REQUEST:
Can you write out the whole listing exactly?

## START

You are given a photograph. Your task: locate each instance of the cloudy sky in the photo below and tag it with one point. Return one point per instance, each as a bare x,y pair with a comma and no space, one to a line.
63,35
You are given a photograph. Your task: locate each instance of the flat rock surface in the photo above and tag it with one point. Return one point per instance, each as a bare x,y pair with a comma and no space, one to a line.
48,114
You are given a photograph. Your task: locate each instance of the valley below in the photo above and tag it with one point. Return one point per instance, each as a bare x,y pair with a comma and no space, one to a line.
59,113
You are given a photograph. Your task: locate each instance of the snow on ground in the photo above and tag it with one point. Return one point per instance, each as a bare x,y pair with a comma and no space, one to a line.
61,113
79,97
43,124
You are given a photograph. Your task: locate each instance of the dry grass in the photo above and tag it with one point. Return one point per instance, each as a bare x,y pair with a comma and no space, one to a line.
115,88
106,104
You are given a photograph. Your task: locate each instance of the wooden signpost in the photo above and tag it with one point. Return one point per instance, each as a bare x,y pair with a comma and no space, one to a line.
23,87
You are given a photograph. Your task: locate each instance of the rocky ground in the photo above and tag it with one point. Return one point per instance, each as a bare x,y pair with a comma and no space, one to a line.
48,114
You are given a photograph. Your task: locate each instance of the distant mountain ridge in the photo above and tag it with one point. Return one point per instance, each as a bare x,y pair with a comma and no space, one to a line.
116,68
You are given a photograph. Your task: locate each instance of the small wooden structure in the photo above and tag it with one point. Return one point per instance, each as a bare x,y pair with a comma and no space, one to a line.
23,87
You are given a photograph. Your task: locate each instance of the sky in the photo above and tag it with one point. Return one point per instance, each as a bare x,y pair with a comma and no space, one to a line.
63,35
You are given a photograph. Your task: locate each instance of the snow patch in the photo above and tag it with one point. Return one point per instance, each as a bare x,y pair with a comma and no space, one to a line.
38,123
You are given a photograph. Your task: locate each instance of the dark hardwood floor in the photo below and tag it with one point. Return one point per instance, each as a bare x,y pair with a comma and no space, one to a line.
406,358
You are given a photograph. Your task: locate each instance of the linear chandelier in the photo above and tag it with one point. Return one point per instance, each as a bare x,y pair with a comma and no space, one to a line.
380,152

## END

SOLVED EXERCISE:
You are given a photograph. Your task: locate each instance of the cloudy sky in the photo below and tag it with one point. Return one point per instance, each as a bare x,y pair with a comma and no space, one to a line.
63,35
You are given a photograph. Your task: locate each instance of the flat rock surface in the photo above and tag it with one point. Return one point per instance, each as a bare x,y pair with a comma and no space, one to a line.
48,114
You are given a photograph. Your task: locate each instance of the valley below in the photo above and tag it with one point. Return one point per instance, each as a bare x,y pair with a comma and no space, one to a line.
59,113
You are given a photograph. Your task: locate each instance of the snow on ground in the photo above and tag it with one point. Return one point per instance, each as a bare x,y pair with a comma and no space, one to a line.
61,113
79,97
43,124
You are given a photograph. Your task: locate each instance of the dry grass in the photo above and tag it with one point. Return one point per instance, each as a bare x,y pair with a comma and no space, one to a line.
115,88
106,104
You are given a photograph. Your task: locate each instance of the wooden signpost in the photo above and tag it with one point. Return one point per instance, each as a bare x,y pair with a comma and no space, one to a line.
23,87
You are given a photograph. Your task: locate each instance of the rocky ground in the photo above and tag it with one point. Return one point per instance, each as a bare x,y pair with a comma and no space, one to a line.
48,114
You are given a photograph. Your task: locate each instance of the distant mountain ridge in the photo above and tag it with one point. Return one point per instance, each as a bare x,y pair with a comma and no space, one to a line.
116,68
You are given a photograph. Your task: locate each instance of the small wooden structure in the photo above and tag it with one point. Return one point per instance, each as a bare x,y pair with a comma and no space, one to a line.
23,87
You are given a photograph. Your task: locate each instance of the sky in the photo above and tag it with one point. Return one point per instance, each as a bare x,y pair with a comma and no space, one to a line.
63,35
You are given a photograph. Your task: locate each instance of the snow patch in the photo above and tag it with one point. Return one point per instance, each as a bare x,y pair with a comma and no space, one to a line.
38,123
You are given a photograph. Your task: locate each instance of the dark hardwood floor in the photo below and tag it with one point. Return one point per instance, each as a bare x,y pair with a comma and no space, one to a line.
406,358
You are given a photograph. Your task: locate each instance of the linear chandelier in the photo above and tag it with one point. Return one point per instance, each as a bare x,y pair with a comma and no space, one to a line.
380,152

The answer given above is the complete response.